> Complete the following
**1.** Answer these from the Best Buy article:
(a) Who is Best Buy's president/CEO?
(b) Which two challenges did Joly identify as the company's most pressing?
(c) What label has the company given its turnaround efforts?
**2.** Please continue the Best Buy article from the point where it ends.

> Selected passage

┌──

New York — Best Buy president/CEO Hubert Joly and two of his top lieutenants provided a frank assessment of the company’s shortfalls and an overview of its opportunities at his first formal meeting with the investment community here yesterday.
No detailed strategic game plan was presented at the event, which was intended instead to introduce the new management team to analysts and share its thinking about the company and the marketplace.
To that end, Joly identified Best Buy’s most pressing challenges — declining comp sales and margins — while digital and marketing chief Stephen Gillett and newly named U.S. retail head Shawn Score outlined a host of initial fixes that they said could readily stabilize those metrics.
Central to the company’s turnaround efforts, which it has labeled “Renew Blue,” are a series of broad-stroke goals such as developing a world-class website and multichannel platform, attracting top-flight management talent, reenergizing its in-store labor force, and improving the customer experience.

└──

> Stored data entries
┌──

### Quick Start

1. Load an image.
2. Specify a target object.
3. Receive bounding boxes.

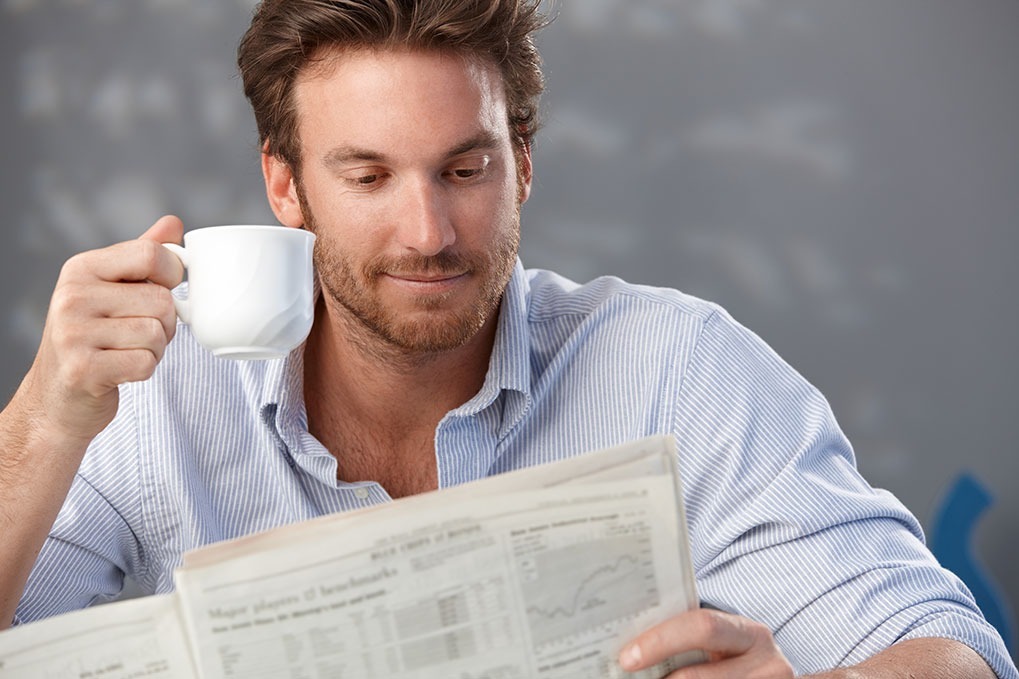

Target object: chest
[313,424,438,498]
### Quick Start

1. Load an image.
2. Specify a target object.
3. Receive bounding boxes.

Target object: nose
[397,178,457,257]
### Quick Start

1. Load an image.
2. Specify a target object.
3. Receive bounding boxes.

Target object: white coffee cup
[163,224,315,359]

└──

> Answers to the exercise
**1.**
(a) Hubert Joly
(b) Declining comp sales and margins
(c) "Renew Blue"

**2.**
While executing against those longer-term goals, Best Buy could realize, at a minimum, $1.7 billion in increased operating income through what Gillett described as “low-hanging fruit.” Such “Retail 101” opportunities include improving conversion and close rates through improved in-stocks, better website functionality, more competitive pricing, and better trained and incentivized sales associates.
Other “basic blocking and tackling” measures includes reallocating increased store space to better-selling categories, and scheduling more store staff for the busiest days of the week, Score said. “Those are obvious and immediate opportunities and we should have been doing that already,” he noted.
Joly also cited opportunities to trim costs and boost margins by reducing returns, expanding the private-label business, “optimizing” the assortment and vendor terms, improving operational efficiencies, streamlining the organization, and rationalizing stores “on an ongoing basis.”
Joly wouldn’t provide a projected store-closure count, but cited 64 large-format locations with low productivity and/or leases that will expire soon. Criticizing prior management for adding new stores during a recession, he pointed to the company’s hometown Minneapolis-St. Paul market, where four overlapping big-box stores will be closed over the next four years and nine smaller-format Best Buy Mobile stores will be added, resulting in a projected 20 percent increase in both revenue and operating income per square foot.
Best Buy will also put the brakes on rolling out any additional “connected” prototype stores until the format can be perfected and the return on investment can be better quantified, although early results from its test-lab store near headquarters in Richfield, Minn., show improved customer satisfaction and sales growth.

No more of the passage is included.